### WRITTEN PROBLEM
Output all of the entries below precisely as written.

(Object location annotation data)
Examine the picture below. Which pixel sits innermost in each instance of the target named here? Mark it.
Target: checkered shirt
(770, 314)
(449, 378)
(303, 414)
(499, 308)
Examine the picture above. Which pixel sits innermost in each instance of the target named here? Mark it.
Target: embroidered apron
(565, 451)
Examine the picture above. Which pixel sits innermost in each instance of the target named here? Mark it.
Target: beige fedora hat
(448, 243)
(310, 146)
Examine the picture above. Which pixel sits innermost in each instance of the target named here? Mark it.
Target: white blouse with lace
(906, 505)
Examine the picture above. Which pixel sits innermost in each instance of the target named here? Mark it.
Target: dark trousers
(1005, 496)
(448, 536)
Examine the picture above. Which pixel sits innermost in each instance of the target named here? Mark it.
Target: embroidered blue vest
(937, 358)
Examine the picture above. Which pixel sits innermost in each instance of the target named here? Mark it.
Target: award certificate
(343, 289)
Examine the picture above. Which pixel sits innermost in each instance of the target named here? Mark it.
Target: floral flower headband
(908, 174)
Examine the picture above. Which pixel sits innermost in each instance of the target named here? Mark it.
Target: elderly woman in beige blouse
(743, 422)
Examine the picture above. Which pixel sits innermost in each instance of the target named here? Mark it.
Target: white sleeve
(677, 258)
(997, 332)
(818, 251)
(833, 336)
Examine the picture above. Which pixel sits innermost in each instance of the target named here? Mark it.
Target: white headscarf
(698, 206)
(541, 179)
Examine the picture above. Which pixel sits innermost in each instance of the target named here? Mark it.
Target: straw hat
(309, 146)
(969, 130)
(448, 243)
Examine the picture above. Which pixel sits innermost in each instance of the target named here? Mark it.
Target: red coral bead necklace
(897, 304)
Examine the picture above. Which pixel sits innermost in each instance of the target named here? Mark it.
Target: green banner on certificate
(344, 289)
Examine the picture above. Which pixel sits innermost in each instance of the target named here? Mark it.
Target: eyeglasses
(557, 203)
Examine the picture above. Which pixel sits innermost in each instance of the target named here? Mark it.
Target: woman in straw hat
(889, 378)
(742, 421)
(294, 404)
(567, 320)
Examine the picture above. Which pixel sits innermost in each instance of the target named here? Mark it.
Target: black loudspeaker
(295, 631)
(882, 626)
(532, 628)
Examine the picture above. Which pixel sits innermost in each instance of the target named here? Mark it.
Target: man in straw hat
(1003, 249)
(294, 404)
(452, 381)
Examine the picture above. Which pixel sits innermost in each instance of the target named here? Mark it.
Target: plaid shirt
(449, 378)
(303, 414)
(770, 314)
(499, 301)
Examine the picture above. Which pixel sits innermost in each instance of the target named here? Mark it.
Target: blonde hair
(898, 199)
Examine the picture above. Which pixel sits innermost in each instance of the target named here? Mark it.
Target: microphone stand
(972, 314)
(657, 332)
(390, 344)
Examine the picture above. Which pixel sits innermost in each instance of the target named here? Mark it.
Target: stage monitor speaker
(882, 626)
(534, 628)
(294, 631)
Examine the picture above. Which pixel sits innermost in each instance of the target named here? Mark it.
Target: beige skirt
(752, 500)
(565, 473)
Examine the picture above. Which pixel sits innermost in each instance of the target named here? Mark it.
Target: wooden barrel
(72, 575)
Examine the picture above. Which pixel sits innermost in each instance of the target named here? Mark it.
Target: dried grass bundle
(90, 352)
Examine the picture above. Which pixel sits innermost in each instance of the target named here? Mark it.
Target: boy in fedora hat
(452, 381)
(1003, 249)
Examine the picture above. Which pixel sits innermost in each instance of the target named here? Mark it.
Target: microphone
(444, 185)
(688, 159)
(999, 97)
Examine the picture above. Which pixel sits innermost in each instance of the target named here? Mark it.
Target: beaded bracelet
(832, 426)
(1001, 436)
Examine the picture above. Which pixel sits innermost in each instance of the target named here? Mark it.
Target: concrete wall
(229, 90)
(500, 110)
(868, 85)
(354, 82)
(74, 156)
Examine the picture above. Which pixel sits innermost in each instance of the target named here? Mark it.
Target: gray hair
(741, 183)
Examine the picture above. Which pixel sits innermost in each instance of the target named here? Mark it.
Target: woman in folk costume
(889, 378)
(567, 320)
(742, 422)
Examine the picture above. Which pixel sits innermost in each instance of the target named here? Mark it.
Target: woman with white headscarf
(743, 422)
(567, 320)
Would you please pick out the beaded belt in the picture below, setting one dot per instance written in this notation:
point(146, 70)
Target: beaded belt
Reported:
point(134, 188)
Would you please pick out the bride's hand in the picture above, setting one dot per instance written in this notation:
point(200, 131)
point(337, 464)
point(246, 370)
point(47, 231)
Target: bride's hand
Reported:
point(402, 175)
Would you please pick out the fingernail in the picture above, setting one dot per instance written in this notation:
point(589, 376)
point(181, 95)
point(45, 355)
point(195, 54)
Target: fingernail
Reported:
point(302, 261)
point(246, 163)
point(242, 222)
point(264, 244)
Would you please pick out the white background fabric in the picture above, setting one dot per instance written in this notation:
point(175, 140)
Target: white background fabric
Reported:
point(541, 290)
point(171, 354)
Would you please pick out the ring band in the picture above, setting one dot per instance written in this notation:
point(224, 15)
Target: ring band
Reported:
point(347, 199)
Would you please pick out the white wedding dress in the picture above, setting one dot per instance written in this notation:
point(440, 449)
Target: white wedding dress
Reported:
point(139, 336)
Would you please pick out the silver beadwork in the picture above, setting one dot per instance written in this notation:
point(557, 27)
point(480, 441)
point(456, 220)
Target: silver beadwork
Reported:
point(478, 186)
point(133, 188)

### TASK OUTPUT
Examine the picture below. Which pixel sits innermost in each instance of the target named here? Mark it.
Target: checkered shirt
(770, 314)
(449, 378)
(303, 414)
(499, 308)
Examine the picture above. Which pixel sits innermost in each instance of the target named here? Mark it.
Target: embroidered apron
(565, 451)
Examine the picture above. Which pixel sits innermost in each instance of the target named here? Mark it.
Target: beige fedora hat
(448, 243)
(310, 146)
Examine the picture above. Which pixel sits innermost in each instance of the target named here? Mark it.
Target: white blouse with lace
(906, 505)
Examine the picture above. Which pixel sits innermost in each instance of the target named here? Mark it.
Target: dark trousers
(1005, 496)
(448, 536)
Examine the picture above. Which pixel sits innermost in each instance of the target named here? Mark it.
Target: embroidered blue vest
(937, 358)
Examine the picture above. Which pixel sits innermost in each instance of the target named here? Mark it.
Target: award certificate
(343, 289)
Examine the picture above. Which pixel sits innermost in each instance of the target named here? Mark it.
Target: floral flower headband
(908, 174)
Examine the picture above. Which pixel sits innermost in each instance of the target named here? Mark it.
Target: elderly woman in beige blouse
(743, 422)
Examine the picture above. Which pixel sits innermost in each instance of the target named here? Mark it.
Target: white sleeve
(677, 258)
(997, 332)
(818, 251)
(833, 336)
Examine the picture above. Which pixel sits innermost in each instance of the target named here? Mark it.
Target: white headscarf
(698, 206)
(541, 179)
Examine the picture above. Which pixel sits innermost in each instance of the target named here? Mark it.
Target: straw hat
(309, 146)
(969, 130)
(448, 243)
Examine the picture above. Which pixel sits innermost in each instance of the target named here? Mark it.
Target: red coral bead necklace
(897, 304)
Examine the picture above. Which pixel sits innermost in each instance of the target named here? Mark it.
Target: green banner on certificate
(344, 289)
Examine the picture above. Which pixel sits innermost in each instance of the target named here? Mark it.
Target: eyeglasses
(557, 203)
Examine the picture above. Which pixel sits innermost in each instance of the target named here? Mark it.
Target: woman in straw hat
(889, 378)
(742, 421)
(294, 404)
(567, 320)
Examine the picture above. Which pixel sits innermost in each instance of the target named here? Mark it.
Target: black loudspeaker
(295, 631)
(882, 626)
(532, 628)
Examine the picture above. Which pixel sits innermost in each instance of the target named here? Mark it.
Target: man in straw hat
(1003, 249)
(294, 404)
(452, 381)
Examine the picture above. Which pixel sits innermost in each instance of the target named here? Mark it.
Target: plaid shirt
(449, 378)
(303, 414)
(770, 314)
(499, 301)
Examine the picture above. Which pixel sits innermost in each instance of the target named here? Mark it.
Target: blonde hair
(898, 199)
Examine the picture above. Which pixel sits innermost in each instance of the target named here? Mark it.
Target: microphone stand
(972, 314)
(657, 332)
(390, 344)
Examine the picture above. Which pixel sits innermost in each instance of the target named here? Mark it.
Target: stage monitor speaker
(882, 626)
(534, 628)
(294, 631)
Examine the picture above. Which pixel sits innermost in each instance of the target named here? Mark it.
Target: beige skirt
(752, 500)
(565, 473)
Examine the picture above. Which pixel sits innermost in each instance of the target named here? Mark it.
Target: wooden barrel
(72, 575)
Examine the picture above. Which pixel sits innermost in each instance of the target named here? Mark it.
Target: dried grass bundle
(90, 352)
Examine the picture above. Which pixel sits innermost in each instance of the target named here? Mark it.
Target: boy in fedora hat
(452, 381)
(1003, 249)
Examine the picture above. Which pixel sits innermost in each instance of the target named here? Mark it.
Target: microphone
(444, 185)
(688, 159)
(999, 97)
Examine the picture above. Which pixel sits innermost in each instance of the target named here? Mark it.
Target: beaded bracelet
(832, 426)
(1001, 436)
Examine the picture above. Which pixel sits innermost in each instance of the target named here? Mark it.
Target: concrete wall
(229, 90)
(500, 110)
(868, 85)
(354, 82)
(74, 156)
Examine the picture above. Which pixel sits innermost in each instance of the target named here? Mark it.
Target: gray hair
(741, 183)
Examine the picture above. Which pixel sits innermost in each instance of the target named here? Mark it.
Target: woman in folk costume
(889, 378)
(567, 320)
(742, 422)
Examine the picture above. Which pixel sits innermost in each instance of the target named here? Mark it.
Target: woman with white headscarf
(743, 422)
(567, 320)
Would you please pick out the beaded belt in the picture below, setting one dot per instance written in this notation:
point(146, 70)
Target: beaded belt
Reported:
point(134, 188)
Would you please pick out the bride's hand in the picture above, setting one dot per instance written in this notation:
point(200, 131)
point(337, 464)
point(246, 370)
point(47, 231)
Target: bride's hand
Reported:
point(402, 175)
Would you please pick out the fingernail in the picture above, setting one dot per instance written in this notation:
point(589, 376)
point(181, 95)
point(45, 355)
point(195, 54)
Target: fingernail
Reported:
point(302, 261)
point(246, 163)
point(242, 222)
point(264, 244)
Would you please pick out the white background fabric in the picture above, setting one dot per instance written in this notation:
point(175, 140)
Target: white background fabric
Reported:
point(541, 290)
point(171, 354)
Would you please pick out the ring band in the picture above, setting one dot per instance written in this notation:
point(224, 15)
Target: ring band
Reported:
point(347, 199)
Would you please pick out the white wedding dress in the picture above, setting one dot per instance written in this notation:
point(440, 449)
Target: white wedding dress
Reported:
point(139, 336)
Would you please pick out the silver beadwork in the picture above, setting one dot per instance written in this notation:
point(557, 27)
point(480, 441)
point(456, 220)
Target: silver beadwork
Reported:
point(478, 186)
point(133, 188)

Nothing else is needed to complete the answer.